▸ **Coordinate annotation listing**
◇ ◇ ◇

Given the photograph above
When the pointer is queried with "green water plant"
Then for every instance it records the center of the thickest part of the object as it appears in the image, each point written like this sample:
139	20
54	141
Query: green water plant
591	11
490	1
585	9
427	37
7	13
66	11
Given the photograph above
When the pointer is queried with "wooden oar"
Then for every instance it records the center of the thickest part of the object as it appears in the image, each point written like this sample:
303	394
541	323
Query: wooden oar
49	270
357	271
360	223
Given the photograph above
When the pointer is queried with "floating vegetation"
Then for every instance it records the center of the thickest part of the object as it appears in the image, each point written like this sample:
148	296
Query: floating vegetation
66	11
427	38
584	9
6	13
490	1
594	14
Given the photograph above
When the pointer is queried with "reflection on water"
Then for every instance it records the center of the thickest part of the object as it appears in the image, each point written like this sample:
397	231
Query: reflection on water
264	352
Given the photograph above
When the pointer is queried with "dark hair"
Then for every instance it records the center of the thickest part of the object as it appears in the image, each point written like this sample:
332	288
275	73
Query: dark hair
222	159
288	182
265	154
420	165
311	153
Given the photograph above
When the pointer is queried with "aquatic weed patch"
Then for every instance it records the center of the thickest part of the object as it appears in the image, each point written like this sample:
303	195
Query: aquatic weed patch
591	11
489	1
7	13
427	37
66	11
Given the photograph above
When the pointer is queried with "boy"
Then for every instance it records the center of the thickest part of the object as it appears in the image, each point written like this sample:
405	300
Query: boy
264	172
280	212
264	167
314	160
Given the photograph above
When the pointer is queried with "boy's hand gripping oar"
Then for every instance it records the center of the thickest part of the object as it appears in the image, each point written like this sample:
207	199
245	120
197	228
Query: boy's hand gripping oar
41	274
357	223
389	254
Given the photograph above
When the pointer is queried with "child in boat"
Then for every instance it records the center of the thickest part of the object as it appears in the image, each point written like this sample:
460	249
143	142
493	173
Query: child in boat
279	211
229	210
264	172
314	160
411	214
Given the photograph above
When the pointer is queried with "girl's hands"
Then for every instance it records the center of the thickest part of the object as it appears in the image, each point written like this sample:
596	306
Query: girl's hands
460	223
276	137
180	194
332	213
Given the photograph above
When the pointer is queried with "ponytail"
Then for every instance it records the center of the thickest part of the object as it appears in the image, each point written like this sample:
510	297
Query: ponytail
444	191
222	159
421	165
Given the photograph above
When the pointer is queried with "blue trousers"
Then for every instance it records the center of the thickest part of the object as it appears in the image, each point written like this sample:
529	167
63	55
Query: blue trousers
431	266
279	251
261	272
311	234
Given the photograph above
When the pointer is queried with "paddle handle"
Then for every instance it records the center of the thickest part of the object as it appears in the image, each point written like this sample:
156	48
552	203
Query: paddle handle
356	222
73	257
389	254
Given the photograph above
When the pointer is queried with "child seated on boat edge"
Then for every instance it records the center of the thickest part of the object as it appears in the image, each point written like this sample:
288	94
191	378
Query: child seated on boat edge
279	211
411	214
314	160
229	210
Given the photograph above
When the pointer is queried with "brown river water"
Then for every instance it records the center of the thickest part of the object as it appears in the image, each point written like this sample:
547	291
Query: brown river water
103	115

◇ ◇ ◇

▸ **TASK DETAILS**
Count the lines in the listing above that contain the string "blue" and give only that number.

▸ **WRITTEN SOLUTION**
2